Excerpts from a dataset on pointing at objects
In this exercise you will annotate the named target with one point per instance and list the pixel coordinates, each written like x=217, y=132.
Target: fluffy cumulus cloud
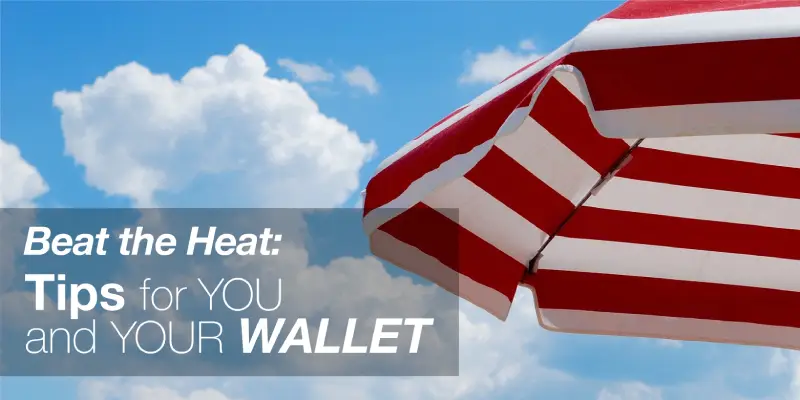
x=226, y=129
x=308, y=73
x=20, y=185
x=360, y=77
x=494, y=66
x=20, y=182
x=630, y=391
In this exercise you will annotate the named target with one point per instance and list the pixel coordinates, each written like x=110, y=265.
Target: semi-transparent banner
x=213, y=292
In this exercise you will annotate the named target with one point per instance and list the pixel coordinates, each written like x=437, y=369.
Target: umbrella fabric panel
x=704, y=229
x=690, y=239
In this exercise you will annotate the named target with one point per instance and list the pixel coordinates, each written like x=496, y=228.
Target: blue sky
x=418, y=61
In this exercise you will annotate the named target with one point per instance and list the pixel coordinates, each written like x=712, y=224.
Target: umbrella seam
x=618, y=164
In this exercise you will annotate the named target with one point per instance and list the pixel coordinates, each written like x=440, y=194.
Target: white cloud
x=526, y=44
x=360, y=77
x=494, y=66
x=225, y=129
x=20, y=182
x=630, y=391
x=308, y=73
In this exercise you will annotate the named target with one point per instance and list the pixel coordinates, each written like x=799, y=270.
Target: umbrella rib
x=618, y=164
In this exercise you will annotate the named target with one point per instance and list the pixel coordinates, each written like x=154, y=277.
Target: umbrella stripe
x=660, y=230
x=667, y=8
x=712, y=173
x=651, y=77
x=666, y=298
x=697, y=237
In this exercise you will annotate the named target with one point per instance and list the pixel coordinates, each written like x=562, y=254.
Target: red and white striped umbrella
x=642, y=180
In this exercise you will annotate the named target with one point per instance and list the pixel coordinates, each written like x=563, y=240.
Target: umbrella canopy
x=643, y=179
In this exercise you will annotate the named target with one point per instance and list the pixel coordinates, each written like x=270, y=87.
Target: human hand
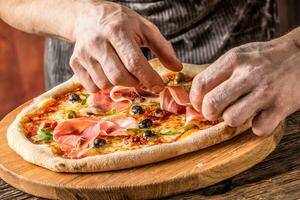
x=257, y=79
x=107, y=51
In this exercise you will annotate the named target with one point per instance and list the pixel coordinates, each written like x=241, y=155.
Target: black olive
x=180, y=77
x=148, y=133
x=99, y=143
x=74, y=97
x=136, y=109
x=146, y=123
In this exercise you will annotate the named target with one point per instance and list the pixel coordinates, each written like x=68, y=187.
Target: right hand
x=108, y=38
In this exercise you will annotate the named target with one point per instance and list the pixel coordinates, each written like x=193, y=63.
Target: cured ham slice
x=174, y=99
x=75, y=137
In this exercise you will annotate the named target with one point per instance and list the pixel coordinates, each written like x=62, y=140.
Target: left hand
x=259, y=79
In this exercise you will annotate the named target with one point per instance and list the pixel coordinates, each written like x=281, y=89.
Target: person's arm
x=107, y=39
x=260, y=79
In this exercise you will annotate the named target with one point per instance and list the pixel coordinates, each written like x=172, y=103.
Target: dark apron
x=199, y=30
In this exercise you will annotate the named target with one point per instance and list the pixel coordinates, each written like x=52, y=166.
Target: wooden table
x=277, y=177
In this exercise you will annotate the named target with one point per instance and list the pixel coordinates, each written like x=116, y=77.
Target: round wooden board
x=184, y=173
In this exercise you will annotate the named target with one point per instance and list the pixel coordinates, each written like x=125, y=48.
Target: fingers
x=215, y=101
x=245, y=108
x=162, y=48
x=112, y=66
x=207, y=80
x=135, y=62
x=83, y=76
x=266, y=122
x=96, y=73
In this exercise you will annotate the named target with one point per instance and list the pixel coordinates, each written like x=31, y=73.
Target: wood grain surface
x=184, y=173
x=21, y=67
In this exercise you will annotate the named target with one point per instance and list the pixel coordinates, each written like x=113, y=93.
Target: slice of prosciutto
x=76, y=136
x=175, y=99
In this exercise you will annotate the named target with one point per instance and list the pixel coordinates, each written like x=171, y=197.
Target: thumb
x=162, y=48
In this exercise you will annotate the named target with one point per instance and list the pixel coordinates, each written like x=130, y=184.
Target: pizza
x=68, y=129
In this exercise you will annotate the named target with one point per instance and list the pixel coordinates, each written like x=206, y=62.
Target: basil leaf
x=84, y=98
x=43, y=135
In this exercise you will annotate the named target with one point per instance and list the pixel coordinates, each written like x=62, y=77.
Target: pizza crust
x=42, y=155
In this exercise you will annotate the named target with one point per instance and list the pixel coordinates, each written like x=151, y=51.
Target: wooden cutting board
x=184, y=173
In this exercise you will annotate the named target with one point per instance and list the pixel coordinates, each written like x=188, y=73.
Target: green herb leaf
x=84, y=98
x=43, y=135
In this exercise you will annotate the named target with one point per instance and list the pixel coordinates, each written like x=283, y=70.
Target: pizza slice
x=68, y=129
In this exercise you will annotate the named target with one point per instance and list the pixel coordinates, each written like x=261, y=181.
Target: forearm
x=55, y=18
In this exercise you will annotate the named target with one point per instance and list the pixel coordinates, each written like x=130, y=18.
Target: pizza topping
x=192, y=116
x=98, y=142
x=70, y=114
x=122, y=93
x=178, y=131
x=148, y=134
x=136, y=109
x=77, y=136
x=174, y=99
x=180, y=77
x=44, y=134
x=73, y=97
x=157, y=115
x=146, y=123
x=102, y=102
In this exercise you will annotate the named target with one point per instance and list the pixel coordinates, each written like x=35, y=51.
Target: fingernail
x=157, y=88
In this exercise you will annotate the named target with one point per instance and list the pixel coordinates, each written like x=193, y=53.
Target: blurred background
x=21, y=59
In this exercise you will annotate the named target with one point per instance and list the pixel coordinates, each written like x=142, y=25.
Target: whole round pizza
x=68, y=129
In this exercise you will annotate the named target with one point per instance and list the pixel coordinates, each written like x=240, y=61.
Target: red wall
x=21, y=67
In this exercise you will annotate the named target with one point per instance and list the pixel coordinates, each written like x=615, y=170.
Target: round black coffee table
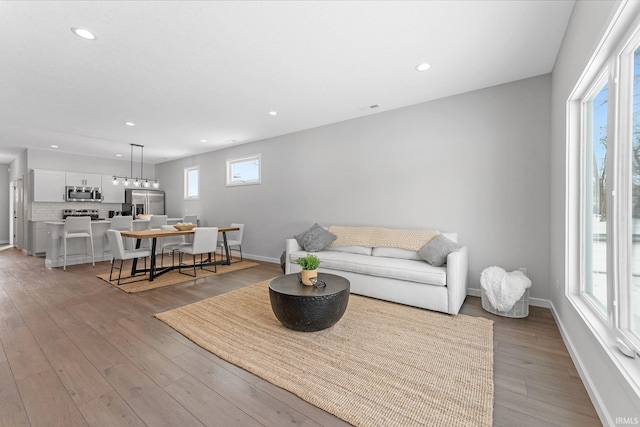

= Task requirements =
Turn every line of the records above into a numbered list, leaving out blank lines. Don't include the pictures in your answer.

= Finished answer =
1. In this exercise you will annotate the named target with one point per instance and list the pixel coordinates, each written like x=217, y=132.
2. Target: fluffy cumulus cloud
3. x=226, y=129
4. x=308, y=73
5. x=20, y=185
6. x=360, y=77
7. x=494, y=66
8. x=20, y=182
9. x=630, y=391
10. In this exercise you will annotate the named target with one point per instance and list the pixel coordinates, each written like x=110, y=265.
11. Target: semi-transparent banner
12. x=213, y=292
13. In this exercise you will annotate the named target with one point per instance and list the pixel coordinates, each written like x=437, y=369.
14. Target: umbrella fabric panel
15. x=704, y=229
16. x=690, y=239
17. In this exercise you will annotate the named target with one point per instance and list the pixel coordinates, each written like x=496, y=228.
18. Target: blue sky
19. x=418, y=61
20. In this exercise you will annotate the named target with one point per instance and list the pixel coordinates, each written like x=712, y=224.
21. Target: umbrella seam
22. x=618, y=164
23. In this exercise you will annotate the named target with one point per instance and list the pixel coordinates, each written like x=440, y=194.
24. Target: white cloud
25. x=526, y=44
26. x=360, y=77
27. x=494, y=66
28. x=225, y=129
29. x=20, y=182
30. x=630, y=391
31. x=308, y=73
32. In this exercise you will annotate the named target with one point per instance and list the pixel coordinates, each written like x=799, y=270.
33. Target: umbrella rib
34. x=618, y=164
35. In this exercise you will annotate the named target with one point per instance and list the pixel coordinates, each written like x=154, y=277.
36. Target: umbrella stripe
37. x=660, y=230
38. x=667, y=8
39. x=712, y=173
40. x=651, y=77
41. x=666, y=298
42. x=697, y=237
43. In this exercise you will annotate the named target with one point per instance and list the pixel coordinates, each written like x=562, y=254.
44. Target: red and white striped umbrella
45. x=642, y=180
46. In this exercise you will annotate the named target with one point per instance and list the pixel coordinates, each written like x=563, y=240.
47. Target: umbrella canopy
48. x=643, y=179
49. In this exercise you will annotate the named target with one point per instance and list the pixel coordinates, each written like x=270, y=87.
50. Target: human hand
51. x=257, y=79
52. x=107, y=51
53. In this exercise you will annotate the named target with one point per instance and list the pixel coordinates, each written like x=241, y=155.
54. Target: black olive
55. x=180, y=77
56. x=148, y=133
57. x=99, y=143
58. x=74, y=97
59. x=136, y=109
60. x=146, y=123
61. In this exercise you will annotate the named target with one point per instance and list the pixel coordinates, each written like x=68, y=187.
62. Target: right hand
63. x=108, y=38
64. In this exercise you will annotate the named target with one point per instance and list the pixel coordinates, each written like x=193, y=63.
65. Target: cured ham slice
66. x=174, y=99
67. x=75, y=137
68. In this exercise you will annotate the named target with one point per instance and list the pixel coordinates, each written like x=62, y=140.
69. Target: left hand
70. x=259, y=79
71. In this exercise you will annotate the named target with one point per instance and list the pixel coordinates, each written like x=281, y=89.
72. Target: person's arm
73. x=107, y=39
74. x=260, y=79
75. In this exercise you will annotate the named target with one point per instance and list the pixel coordinates, each written like x=172, y=103.
76. Target: dark apron
77. x=199, y=30
78. In this exercise you will annotate the named target with one point per instance and list the pixel coordinates, each written like x=52, y=166.
79. Target: wooden table
80. x=277, y=177
81. In this exercise you will annotate the named target with one point per instance and list the pixel coordinates, each written like x=116, y=77.
82. Target: round wooden board
83. x=184, y=173
84. In this exercise you will annotate the named target with one point per instance and list the pixel coordinates, each written like x=125, y=48.
85. Target: fingers
86. x=215, y=101
87. x=245, y=108
88. x=162, y=48
89. x=112, y=66
90. x=207, y=80
91. x=135, y=62
92. x=83, y=76
93. x=266, y=122
94. x=96, y=73
95. In this exercise you will annotate the named target with one point per instance and list the pixel coordinates, each written like x=31, y=73.
96. Target: wood grain surface
97. x=184, y=173
98. x=21, y=67
99. In this exercise you will annotate the named target with one point per instance and list the pixel coordinates, each written like x=113, y=93.
100. Target: slice of prosciutto
101. x=76, y=136
102. x=175, y=99
103. In this exercise you will annotate the named target with one point per instance and list the pixel coordinates, each written like x=171, y=197.
104. Target: thumb
105. x=162, y=48
106. In this exercise you will annotate the named target with one point per instance and list the pixel coordinates, each written like x=130, y=184.
107. Target: pizza
108. x=68, y=129
109. In this exercise you will annotate the named target with one point per instance and list the pixel coordinates, each written like x=206, y=62.
110. Target: basil leaf
111. x=84, y=98
112. x=43, y=135
113. In this exercise you will annotate the named target with one point per instance and list the pixel coordinates, each written like x=62, y=77.
114. Target: pizza crust
115. x=42, y=155
116. In this exercise you will annotate the named target with one point per instance and list the pixel coordinates, each written like x=151, y=51.
117. Target: wooden cutting board
118. x=184, y=173
119. In this exercise you will annotate the named target with one point per instance and list the pixel coordinates, each written like x=188, y=73.
120. Target: green herb leaf
121. x=84, y=98
122. x=43, y=135
123. In this exercise you will annotate the named target with one point per instance and list the pixel coordinates, each written like x=283, y=70.
124. Target: pizza slice
125. x=68, y=129
126. In this exercise you will annotate the named target with one point per instance and list the pixel coordinates, each written like x=261, y=181.
127. Target: forearm
128. x=55, y=18
129. In this exercise you will annotate the named target with one point per instance and list the pixel coordinates, each written like x=130, y=18.
130. Target: pizza topping
131. x=192, y=116
132. x=98, y=142
133. x=70, y=114
134. x=122, y=93
135. x=178, y=131
136. x=148, y=134
137. x=136, y=109
138. x=77, y=136
139. x=174, y=99
140. x=180, y=77
141. x=44, y=134
142. x=73, y=97
143. x=157, y=115
144. x=146, y=123
145. x=102, y=102
146. In this exercise you will annotate the named target with one point per instance and list the pixel coordinates, each written like x=35, y=51.
147. Target: fingernail
148. x=157, y=88
149. In this exercise you will annotate the named target with one point per instance and list the pixel coordinates, each written like x=193, y=53.
150. Target: blurred background
151. x=21, y=59
152. In this exercise you will annotate the named target with one point per instance and list the pixel coordinates, each written like x=142, y=25.
153. Target: whole round pizza
154. x=68, y=129
155. In this exercise you will annotate the named target with one point per instance and list the pixel coordinates, each written like x=240, y=61.
156. Target: red wall
157. x=21, y=67
158. In this exercise you will annotate the named target with one point per instance and list the pixel coordinates, each written like x=615, y=170.
159. Target: round black coffee table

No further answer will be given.